• [TEXTE FOURNI]
++++++++++++++++++++

L'IMPORTANT EST D'ARRIVER EN RETARD LE PREMIER JOUR
Soul2Soul / RU - Genève (CH), 2021
Performance 13’
L'IMPORTANT EST D'ARRIVER EN RETARD LE PREMIER JOUR
Soul2Soul / RU - Geneva (CH), 2021
Performance 13’
Entre le vernissage et le finissage de l’exposition Encore Heureux, pendant deux semaines, les deux artistes ont imaginé une proposition performative dans l’espace qu’iels ont créé, modifiant quelques détails et ajoutant des accessoires.
L’installation nous rappelle un intérieur domestique, un décor de théâtre ou une construction d’un white cube pour une foire d’art. Avec tous ces éléments, Victor Delétraz et Annabelle Galland ont écrit une performance questionnant notre rapport au travail, dans un monde capitaliste et libéral, nos moment de loisirs et de relaxation et nos doutes existentiels, le tout dans une étrange atmosphère bleue d’un after-work.

++++++++++++++++++++

• [ACTIONS DEMANDÉES]
1. Reproduisez le texte sur la performance depuis « L’installation nous rappelle » jusqu'à « bleue d’un after-work. » inclus.
2. Écrivez la suite du texte sur la performance, à partir de sa dernière phrase.

(Une série d'enregistrements)
++++++++++++++++++++

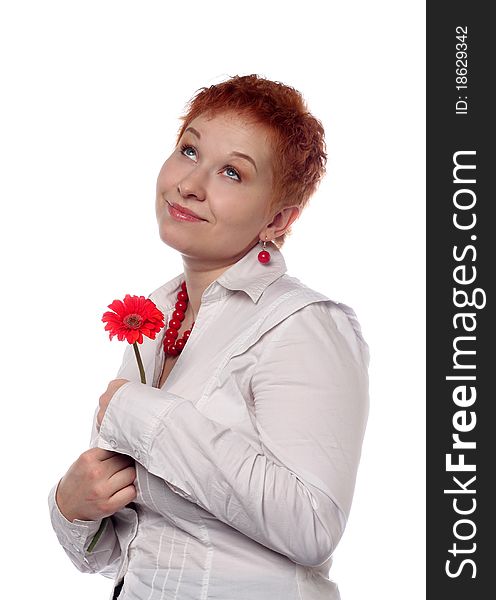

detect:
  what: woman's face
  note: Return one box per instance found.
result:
[156,113,272,265]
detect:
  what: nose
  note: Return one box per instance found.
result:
[177,175,205,200]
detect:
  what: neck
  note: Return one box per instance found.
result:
[179,244,256,321]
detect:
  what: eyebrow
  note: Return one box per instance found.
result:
[184,127,258,173]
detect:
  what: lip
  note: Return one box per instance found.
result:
[166,200,206,221]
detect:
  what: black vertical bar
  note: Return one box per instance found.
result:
[426,1,496,600]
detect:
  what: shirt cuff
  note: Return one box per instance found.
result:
[97,381,188,469]
[48,481,102,557]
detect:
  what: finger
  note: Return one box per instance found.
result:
[109,484,137,512]
[105,454,134,479]
[89,447,116,461]
[107,467,136,498]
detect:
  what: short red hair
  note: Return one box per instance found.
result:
[177,74,327,248]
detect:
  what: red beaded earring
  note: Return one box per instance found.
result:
[258,236,270,265]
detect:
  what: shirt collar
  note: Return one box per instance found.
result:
[154,242,287,307]
[214,242,286,303]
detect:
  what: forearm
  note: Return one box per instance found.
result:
[98,382,345,566]
[48,483,121,577]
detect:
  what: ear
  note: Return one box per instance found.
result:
[262,206,300,240]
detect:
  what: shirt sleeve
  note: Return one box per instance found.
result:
[98,302,368,566]
[48,481,121,578]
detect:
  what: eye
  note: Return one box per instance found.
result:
[224,165,241,181]
[180,144,241,181]
[181,144,196,156]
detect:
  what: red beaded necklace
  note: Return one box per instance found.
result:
[164,281,195,356]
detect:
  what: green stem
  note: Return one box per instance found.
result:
[133,342,146,383]
[86,517,108,552]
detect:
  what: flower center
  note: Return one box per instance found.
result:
[123,314,143,329]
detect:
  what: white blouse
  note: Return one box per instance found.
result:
[49,243,369,600]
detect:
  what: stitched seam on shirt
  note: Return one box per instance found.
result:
[196,289,305,409]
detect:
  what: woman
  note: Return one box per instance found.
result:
[49,75,368,600]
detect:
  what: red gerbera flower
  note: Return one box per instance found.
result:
[102,294,164,344]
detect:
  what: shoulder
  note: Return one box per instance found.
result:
[264,275,369,366]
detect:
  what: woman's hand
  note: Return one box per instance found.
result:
[96,379,129,431]
[55,448,136,522]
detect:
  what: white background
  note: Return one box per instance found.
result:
[0,0,425,600]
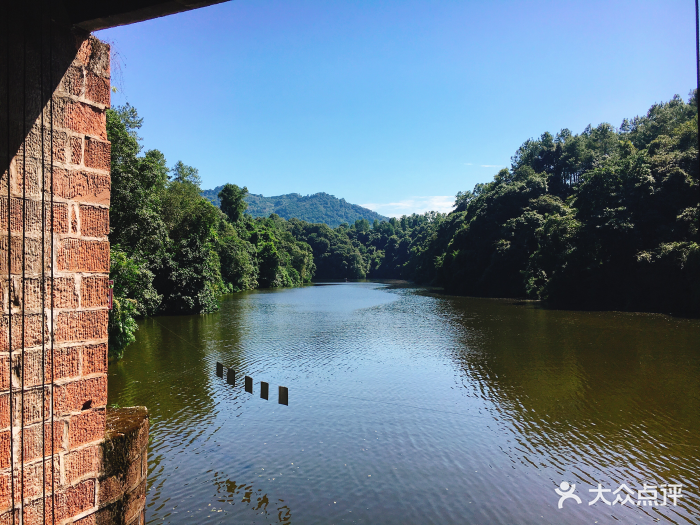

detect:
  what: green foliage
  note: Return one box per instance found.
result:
[414,90,700,315]
[202,186,388,228]
[218,184,248,223]
[107,105,314,356]
[109,297,138,359]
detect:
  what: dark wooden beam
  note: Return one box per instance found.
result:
[64,0,228,31]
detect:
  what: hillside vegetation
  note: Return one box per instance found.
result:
[202,186,388,228]
[107,94,700,355]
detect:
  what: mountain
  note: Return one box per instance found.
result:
[202,186,389,228]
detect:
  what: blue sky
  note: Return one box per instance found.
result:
[96,0,696,215]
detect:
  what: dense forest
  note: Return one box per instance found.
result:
[202,186,388,228]
[107,93,700,356]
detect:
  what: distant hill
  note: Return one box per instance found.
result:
[202,186,389,228]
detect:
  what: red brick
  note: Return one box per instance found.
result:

++++++++++++++++++++

• [RÉPONSES PAR TÂCHE]
1.
L’installation nous rappelle un intérieur domestique, un décor de théâtre ou une construction d’un white cube pour une foire d’art. Avec tous ces éléments, Victor Delétraz et Annabelle Galland ont écrit une performance questionnant notre rapport au travail, dans un monde capitaliste et libéral, nos moment de loisirs et de relaxation et nos doutes existentiels, le tout dans une étrange atmosphère bleue d’un after-work.

2.
Texte de Annabelle Galland:
Parce que le problème, le réel problème, c’est que même quand j’ai quelque chose d’intéressant à dire, alors il y a quelqu’un juste devant moi qui crie plus fort pour dire exactement la même chose, et qu’on l’entend à ma place, alors comment faire, oui comment faire, pour la prendre ma place.
Il faut se démarquer, se démarquer mais de la bonne manière, il faut avoir la bonne sape, la bonne chaussure, le bon sourcil, la bonne lunette. On est cool, ivre de bonheur et cool cool cool sur toute la ligne.
Mais quand même, il serait bon de se fondre dans la masse, être normal c’est quand même bien, mais c’est fatiguant, mais on s’adapte, c’est bien ça qu’on nous demande.
Alors ensuite on se lève le matin, pleins d’entrain et on lève la main pour prendre la parole, mais même quand on la lève, haut et fort, la main ne suffit pas, c’est toujours à celle-lui de devant qu’on la donne; alors on essaye de briller autrement, trouver d’autres stratagèmes.
Je suis un être individuel et j’opère en solo, je me démarque car je suis solitaire, je n’ai pas besoin d’aide et je n’aime pas aider les autres.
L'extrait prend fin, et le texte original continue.